→ Provided data
□ □ □ □ □
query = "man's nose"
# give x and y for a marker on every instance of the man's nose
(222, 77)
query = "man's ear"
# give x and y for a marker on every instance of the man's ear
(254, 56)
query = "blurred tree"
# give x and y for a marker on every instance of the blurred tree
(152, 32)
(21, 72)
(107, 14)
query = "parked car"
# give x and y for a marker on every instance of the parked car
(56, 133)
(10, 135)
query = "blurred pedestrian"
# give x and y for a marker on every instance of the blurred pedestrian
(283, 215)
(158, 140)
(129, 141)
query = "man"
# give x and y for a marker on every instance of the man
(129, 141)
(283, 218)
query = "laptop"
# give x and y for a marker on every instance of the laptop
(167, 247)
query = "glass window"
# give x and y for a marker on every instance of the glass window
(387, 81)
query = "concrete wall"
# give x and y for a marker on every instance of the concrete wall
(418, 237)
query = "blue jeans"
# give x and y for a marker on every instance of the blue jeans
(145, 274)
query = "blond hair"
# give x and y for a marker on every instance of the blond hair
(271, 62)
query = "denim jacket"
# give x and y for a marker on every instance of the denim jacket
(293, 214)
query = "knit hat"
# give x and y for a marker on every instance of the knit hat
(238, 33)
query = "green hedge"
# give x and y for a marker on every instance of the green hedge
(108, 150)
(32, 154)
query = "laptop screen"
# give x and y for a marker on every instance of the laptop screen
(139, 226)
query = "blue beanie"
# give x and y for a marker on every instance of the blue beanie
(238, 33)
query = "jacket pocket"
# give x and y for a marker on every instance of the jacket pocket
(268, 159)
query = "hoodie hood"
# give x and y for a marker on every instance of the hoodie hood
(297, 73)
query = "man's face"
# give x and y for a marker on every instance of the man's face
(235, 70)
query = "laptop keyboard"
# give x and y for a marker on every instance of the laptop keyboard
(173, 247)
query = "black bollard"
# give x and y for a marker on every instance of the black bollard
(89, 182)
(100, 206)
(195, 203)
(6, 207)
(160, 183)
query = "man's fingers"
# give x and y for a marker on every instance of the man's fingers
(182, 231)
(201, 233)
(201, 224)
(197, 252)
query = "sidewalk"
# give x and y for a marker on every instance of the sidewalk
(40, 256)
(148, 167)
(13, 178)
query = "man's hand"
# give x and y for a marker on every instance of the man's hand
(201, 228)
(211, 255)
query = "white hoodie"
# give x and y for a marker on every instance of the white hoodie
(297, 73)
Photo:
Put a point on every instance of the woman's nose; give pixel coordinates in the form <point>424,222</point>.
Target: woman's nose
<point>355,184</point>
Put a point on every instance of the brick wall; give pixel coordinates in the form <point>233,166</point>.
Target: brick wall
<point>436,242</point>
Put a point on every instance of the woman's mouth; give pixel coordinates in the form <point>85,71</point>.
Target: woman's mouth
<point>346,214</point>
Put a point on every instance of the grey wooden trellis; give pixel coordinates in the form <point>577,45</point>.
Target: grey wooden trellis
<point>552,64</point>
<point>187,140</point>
□ □ □ □ □
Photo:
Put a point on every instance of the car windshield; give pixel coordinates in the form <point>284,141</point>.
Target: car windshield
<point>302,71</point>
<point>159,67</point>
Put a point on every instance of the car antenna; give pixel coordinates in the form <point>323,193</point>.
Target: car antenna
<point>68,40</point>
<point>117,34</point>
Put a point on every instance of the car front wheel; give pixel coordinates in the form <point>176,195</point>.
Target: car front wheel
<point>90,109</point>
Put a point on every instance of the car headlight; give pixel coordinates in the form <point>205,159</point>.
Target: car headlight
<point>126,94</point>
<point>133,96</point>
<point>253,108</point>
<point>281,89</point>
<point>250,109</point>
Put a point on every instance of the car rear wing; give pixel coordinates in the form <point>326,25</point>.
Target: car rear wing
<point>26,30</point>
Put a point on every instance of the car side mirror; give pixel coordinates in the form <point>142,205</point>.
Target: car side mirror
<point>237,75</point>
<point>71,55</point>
□ □ □ □ □
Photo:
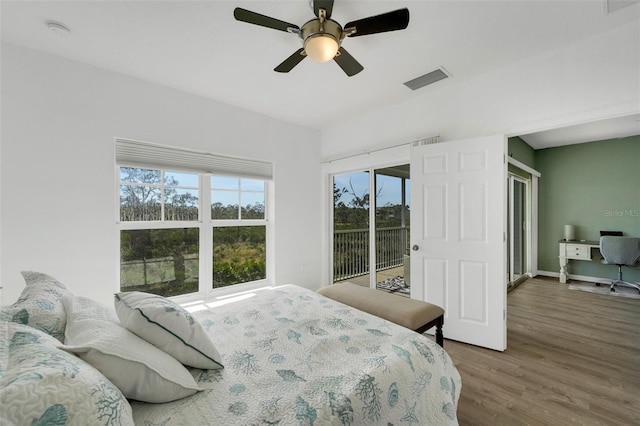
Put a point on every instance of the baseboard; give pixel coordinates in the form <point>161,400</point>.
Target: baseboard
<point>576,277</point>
□ □ □ □ □
Search the preceding listing for "pixel" and extract every line where it is found.

→ Result of the exercise
Put a point on every instance of the woman's nose; give pixel coordinates in the form <point>424,222</point>.
Put a point on every instance of the brick wall; give pixel coordinates in the form <point>233,166</point>.
Put a point on every instance of the woman's mouth; give pixel coordinates in the form <point>85,71</point>.
Put a point on every instance of the grey wooden trellis; give pixel coordinates in the form <point>577,45</point>.
Put a point on every instance of the car windshield; give pixel coordinates in the form <point>284,141</point>.
Put a point on every instance of the car antenna; give pixel coordinates in the form <point>323,193</point>.
Put a point on every instance of the car front wheel; give pixel coordinates in the form <point>176,195</point>.
Put a point on every instance of the car headlight; give pixel coordinates in the form <point>205,159</point>.
Put a point on every instance of the car rear wing; give pixel coordinates in the form <point>326,25</point>.
Put a point on every instance of the car side mirror; give pixel coordinates in the form <point>142,205</point>.
Put a point on every instance of the baseboard; give pixel coordinates in the form <point>161,400</point>.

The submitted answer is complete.